WHAT IS NEEDED - From the line with "mown grass in the photo above." down to the final line of the material below, quote every line exactly and leave out all lines before it.

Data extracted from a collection

....................

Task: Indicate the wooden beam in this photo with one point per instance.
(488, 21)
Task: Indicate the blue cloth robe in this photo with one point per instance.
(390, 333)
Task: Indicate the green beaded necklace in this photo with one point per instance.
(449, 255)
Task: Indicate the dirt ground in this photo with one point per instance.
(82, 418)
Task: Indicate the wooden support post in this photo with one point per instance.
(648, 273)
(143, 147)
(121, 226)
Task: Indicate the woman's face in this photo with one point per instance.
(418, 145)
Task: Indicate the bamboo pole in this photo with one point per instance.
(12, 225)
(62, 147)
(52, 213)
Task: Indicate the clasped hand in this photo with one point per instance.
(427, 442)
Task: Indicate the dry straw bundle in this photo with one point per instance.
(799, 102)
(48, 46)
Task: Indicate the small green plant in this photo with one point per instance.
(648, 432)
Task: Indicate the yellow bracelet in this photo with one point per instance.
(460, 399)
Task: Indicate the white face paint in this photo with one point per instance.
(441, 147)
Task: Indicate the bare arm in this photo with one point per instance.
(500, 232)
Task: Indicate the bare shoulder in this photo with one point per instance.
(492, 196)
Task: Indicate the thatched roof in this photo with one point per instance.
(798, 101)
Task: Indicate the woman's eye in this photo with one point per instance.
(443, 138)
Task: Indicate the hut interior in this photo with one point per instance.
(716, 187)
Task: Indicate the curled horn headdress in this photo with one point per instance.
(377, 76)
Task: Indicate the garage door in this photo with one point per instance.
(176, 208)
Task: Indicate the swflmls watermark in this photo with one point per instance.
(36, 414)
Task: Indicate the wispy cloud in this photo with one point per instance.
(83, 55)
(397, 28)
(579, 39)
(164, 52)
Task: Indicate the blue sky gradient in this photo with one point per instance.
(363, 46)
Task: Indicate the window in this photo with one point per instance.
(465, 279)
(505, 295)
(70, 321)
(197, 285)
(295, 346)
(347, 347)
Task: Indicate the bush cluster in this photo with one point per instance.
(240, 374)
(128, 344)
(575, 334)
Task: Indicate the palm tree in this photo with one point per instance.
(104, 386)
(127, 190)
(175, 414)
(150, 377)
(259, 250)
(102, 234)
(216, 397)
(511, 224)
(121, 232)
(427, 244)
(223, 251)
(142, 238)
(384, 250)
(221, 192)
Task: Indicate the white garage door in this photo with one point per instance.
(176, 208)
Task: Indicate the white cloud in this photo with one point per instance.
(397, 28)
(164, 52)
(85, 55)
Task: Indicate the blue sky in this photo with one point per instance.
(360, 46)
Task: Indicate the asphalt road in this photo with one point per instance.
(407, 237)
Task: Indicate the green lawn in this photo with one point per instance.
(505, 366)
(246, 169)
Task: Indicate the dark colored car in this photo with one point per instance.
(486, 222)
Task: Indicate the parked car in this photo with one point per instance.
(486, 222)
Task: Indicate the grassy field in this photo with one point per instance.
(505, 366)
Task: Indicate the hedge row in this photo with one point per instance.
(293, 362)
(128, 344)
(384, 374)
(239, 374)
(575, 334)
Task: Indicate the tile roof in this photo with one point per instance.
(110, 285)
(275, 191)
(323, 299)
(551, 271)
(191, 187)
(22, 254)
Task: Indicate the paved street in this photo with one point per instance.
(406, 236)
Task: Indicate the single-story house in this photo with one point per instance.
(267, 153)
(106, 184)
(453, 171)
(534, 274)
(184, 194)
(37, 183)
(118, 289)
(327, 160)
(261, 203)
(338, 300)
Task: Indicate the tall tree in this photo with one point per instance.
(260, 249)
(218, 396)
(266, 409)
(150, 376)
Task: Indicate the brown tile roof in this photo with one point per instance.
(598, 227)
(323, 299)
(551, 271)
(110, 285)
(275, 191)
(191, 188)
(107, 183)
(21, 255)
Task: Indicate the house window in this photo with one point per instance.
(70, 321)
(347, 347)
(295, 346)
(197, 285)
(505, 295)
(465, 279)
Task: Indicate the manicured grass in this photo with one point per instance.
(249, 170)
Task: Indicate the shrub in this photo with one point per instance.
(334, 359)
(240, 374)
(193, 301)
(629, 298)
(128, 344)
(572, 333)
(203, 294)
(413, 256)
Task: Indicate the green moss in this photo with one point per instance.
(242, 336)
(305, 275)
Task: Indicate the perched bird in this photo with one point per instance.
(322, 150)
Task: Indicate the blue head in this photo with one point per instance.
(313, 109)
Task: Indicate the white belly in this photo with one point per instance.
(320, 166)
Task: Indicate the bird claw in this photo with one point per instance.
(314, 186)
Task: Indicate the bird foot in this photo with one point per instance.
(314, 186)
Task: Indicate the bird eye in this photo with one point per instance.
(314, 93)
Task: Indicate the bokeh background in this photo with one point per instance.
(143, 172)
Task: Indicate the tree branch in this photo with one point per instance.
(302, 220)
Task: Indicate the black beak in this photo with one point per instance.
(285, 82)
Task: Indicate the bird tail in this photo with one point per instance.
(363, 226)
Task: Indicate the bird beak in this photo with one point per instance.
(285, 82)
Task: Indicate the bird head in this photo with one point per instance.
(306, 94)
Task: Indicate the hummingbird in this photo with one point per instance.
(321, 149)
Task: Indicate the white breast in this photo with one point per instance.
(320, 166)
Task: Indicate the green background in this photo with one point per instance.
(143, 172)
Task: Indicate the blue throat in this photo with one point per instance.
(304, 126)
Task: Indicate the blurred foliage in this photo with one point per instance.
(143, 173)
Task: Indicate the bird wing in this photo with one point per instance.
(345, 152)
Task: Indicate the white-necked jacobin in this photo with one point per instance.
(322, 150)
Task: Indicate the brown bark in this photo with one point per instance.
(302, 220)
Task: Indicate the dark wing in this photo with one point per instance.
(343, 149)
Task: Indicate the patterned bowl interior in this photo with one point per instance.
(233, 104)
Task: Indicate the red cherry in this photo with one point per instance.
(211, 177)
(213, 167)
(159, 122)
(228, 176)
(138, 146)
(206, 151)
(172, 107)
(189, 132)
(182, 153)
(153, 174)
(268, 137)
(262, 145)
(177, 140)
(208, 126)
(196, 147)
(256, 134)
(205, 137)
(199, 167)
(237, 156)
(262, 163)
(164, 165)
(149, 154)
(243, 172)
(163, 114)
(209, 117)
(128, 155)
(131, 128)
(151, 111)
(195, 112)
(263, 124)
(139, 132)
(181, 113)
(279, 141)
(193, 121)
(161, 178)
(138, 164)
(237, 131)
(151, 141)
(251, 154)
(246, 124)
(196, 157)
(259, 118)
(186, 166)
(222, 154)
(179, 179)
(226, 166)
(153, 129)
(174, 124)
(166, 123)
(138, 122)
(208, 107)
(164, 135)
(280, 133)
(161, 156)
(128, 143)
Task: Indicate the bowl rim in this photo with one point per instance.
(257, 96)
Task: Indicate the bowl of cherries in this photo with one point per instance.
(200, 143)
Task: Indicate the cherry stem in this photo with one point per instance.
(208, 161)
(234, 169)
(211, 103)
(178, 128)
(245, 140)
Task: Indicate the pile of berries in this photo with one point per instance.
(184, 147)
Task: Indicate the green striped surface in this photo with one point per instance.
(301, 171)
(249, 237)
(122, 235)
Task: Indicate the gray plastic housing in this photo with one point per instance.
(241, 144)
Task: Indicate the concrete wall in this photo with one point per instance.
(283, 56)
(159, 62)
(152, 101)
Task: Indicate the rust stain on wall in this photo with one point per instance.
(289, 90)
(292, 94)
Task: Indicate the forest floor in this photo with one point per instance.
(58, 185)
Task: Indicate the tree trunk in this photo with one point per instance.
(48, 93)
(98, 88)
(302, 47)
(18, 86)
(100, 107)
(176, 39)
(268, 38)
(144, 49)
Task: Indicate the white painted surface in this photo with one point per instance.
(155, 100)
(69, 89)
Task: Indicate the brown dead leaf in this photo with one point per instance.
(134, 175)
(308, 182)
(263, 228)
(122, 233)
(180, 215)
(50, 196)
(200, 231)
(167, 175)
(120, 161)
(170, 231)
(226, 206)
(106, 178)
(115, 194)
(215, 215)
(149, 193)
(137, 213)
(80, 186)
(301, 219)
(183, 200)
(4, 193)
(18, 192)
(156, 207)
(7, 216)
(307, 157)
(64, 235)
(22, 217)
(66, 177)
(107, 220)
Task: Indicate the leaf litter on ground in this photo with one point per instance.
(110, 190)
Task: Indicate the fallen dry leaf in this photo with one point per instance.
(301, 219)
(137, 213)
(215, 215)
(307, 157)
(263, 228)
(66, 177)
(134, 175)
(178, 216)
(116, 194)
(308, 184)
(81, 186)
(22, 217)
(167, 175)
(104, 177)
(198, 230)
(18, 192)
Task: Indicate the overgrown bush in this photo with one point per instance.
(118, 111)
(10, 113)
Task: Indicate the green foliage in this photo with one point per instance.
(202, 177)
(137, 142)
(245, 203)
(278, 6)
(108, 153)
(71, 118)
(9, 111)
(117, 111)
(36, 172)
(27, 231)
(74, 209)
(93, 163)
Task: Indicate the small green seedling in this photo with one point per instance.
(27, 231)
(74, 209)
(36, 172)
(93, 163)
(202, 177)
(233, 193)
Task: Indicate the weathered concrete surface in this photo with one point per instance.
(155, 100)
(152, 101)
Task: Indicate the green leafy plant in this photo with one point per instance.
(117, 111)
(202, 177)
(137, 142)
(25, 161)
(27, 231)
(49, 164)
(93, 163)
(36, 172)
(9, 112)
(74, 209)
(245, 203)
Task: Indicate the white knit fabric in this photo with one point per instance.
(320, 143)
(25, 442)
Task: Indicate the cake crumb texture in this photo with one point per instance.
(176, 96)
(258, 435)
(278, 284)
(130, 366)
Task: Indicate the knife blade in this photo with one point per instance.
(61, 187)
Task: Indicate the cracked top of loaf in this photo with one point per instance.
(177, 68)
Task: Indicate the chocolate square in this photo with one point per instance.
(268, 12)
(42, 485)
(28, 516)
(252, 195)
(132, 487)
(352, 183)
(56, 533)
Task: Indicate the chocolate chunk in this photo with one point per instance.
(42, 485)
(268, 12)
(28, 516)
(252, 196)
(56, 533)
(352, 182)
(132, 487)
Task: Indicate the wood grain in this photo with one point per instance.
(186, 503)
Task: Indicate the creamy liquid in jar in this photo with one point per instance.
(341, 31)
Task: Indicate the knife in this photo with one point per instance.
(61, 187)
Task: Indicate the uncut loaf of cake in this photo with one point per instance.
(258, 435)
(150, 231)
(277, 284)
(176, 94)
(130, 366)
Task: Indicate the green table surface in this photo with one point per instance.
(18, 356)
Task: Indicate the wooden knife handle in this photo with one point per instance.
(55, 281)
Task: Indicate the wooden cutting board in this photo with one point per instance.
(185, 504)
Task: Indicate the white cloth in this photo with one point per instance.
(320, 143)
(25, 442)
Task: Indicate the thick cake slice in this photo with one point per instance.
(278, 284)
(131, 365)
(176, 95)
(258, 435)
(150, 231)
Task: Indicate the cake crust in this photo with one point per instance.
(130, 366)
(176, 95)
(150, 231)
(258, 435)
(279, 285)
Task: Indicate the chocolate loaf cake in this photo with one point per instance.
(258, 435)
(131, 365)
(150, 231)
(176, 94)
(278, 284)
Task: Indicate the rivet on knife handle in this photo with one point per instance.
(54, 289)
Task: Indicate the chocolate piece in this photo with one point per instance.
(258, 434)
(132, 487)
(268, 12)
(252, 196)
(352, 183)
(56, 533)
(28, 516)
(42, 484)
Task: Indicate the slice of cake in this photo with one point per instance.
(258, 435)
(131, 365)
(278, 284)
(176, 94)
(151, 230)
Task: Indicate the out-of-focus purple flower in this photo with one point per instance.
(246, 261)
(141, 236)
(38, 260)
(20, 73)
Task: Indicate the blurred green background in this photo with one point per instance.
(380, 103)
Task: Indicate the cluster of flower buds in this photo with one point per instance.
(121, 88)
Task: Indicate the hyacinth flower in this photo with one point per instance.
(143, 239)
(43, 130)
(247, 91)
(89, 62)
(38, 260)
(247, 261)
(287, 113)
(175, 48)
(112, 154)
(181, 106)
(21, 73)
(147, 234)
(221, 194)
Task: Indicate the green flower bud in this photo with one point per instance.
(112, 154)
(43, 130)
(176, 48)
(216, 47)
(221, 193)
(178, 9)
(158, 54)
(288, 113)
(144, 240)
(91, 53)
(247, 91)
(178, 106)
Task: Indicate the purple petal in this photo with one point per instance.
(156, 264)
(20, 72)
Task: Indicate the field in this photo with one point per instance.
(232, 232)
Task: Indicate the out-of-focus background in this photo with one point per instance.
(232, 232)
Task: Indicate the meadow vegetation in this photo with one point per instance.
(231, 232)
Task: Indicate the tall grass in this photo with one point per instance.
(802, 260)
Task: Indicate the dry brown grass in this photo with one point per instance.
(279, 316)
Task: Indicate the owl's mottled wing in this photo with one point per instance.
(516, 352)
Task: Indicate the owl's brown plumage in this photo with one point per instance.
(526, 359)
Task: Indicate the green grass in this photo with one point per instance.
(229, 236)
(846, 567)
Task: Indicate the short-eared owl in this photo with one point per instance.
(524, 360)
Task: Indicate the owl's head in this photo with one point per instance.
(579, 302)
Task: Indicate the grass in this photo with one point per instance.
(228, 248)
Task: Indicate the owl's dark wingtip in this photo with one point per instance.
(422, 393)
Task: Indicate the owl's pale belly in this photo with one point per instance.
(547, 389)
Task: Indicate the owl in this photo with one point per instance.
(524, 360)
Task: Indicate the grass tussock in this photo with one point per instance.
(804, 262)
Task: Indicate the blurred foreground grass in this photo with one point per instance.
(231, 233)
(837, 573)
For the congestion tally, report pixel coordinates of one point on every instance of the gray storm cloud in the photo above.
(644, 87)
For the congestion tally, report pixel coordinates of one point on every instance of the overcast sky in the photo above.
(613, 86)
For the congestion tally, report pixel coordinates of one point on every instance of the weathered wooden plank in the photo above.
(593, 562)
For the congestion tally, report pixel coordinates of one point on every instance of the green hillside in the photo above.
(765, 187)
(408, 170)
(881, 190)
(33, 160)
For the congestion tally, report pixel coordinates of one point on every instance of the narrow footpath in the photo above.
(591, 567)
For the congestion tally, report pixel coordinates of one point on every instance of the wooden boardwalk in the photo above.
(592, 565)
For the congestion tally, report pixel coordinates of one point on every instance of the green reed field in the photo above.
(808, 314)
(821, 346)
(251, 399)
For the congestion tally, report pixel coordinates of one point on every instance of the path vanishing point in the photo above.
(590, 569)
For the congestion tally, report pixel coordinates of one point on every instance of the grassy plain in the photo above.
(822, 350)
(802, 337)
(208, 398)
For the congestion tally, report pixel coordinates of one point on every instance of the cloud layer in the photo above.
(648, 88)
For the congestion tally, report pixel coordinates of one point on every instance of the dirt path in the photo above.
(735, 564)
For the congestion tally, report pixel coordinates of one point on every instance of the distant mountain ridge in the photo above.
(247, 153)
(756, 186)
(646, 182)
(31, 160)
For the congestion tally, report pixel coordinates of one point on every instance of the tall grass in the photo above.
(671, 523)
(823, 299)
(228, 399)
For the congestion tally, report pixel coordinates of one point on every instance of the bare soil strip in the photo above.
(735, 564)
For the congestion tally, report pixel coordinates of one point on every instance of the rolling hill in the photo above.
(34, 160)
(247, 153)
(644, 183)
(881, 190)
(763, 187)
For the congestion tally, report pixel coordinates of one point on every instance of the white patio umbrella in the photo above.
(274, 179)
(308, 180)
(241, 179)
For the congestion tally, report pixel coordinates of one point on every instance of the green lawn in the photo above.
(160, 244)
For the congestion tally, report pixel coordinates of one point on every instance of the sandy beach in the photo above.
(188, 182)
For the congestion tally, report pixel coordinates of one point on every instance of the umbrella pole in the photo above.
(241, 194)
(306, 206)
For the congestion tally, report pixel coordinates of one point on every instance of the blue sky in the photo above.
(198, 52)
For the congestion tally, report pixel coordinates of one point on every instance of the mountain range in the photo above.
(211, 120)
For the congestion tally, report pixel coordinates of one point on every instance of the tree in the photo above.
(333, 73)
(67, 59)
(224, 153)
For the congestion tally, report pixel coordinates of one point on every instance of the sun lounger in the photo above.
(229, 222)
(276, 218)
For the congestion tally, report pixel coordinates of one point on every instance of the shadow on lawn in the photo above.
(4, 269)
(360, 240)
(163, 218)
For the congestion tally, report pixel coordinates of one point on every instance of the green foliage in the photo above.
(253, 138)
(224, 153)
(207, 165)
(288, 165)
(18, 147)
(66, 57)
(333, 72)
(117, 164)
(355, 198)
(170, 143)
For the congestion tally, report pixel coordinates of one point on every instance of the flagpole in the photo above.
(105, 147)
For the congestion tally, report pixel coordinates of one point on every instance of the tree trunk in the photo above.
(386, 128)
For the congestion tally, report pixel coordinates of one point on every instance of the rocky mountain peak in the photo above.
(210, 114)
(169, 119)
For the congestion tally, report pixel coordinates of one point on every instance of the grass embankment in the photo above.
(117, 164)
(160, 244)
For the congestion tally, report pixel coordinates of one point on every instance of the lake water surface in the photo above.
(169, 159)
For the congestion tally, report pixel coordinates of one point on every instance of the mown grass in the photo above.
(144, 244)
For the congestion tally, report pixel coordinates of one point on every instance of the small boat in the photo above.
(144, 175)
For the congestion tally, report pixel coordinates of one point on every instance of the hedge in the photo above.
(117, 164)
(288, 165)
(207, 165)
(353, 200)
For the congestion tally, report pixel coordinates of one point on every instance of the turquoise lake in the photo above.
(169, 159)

....................

ANSWER FOR THIS EXERCISE -
For the congestion tally, report pixel coordinates of one point on every instance of the mown grass in the photo above.
(144, 244)
For the congestion tally, report pixel coordinates of one point on every instance of the small boat in the photo above.
(144, 175)
For the congestion tally, report pixel coordinates of one point on every instance of the hedge in the photo above.
(117, 164)
(288, 165)
(207, 165)
(353, 200)
For the congestion tally, report pixel coordinates of one point on every instance of the turquoise lake in the photo above.
(169, 159)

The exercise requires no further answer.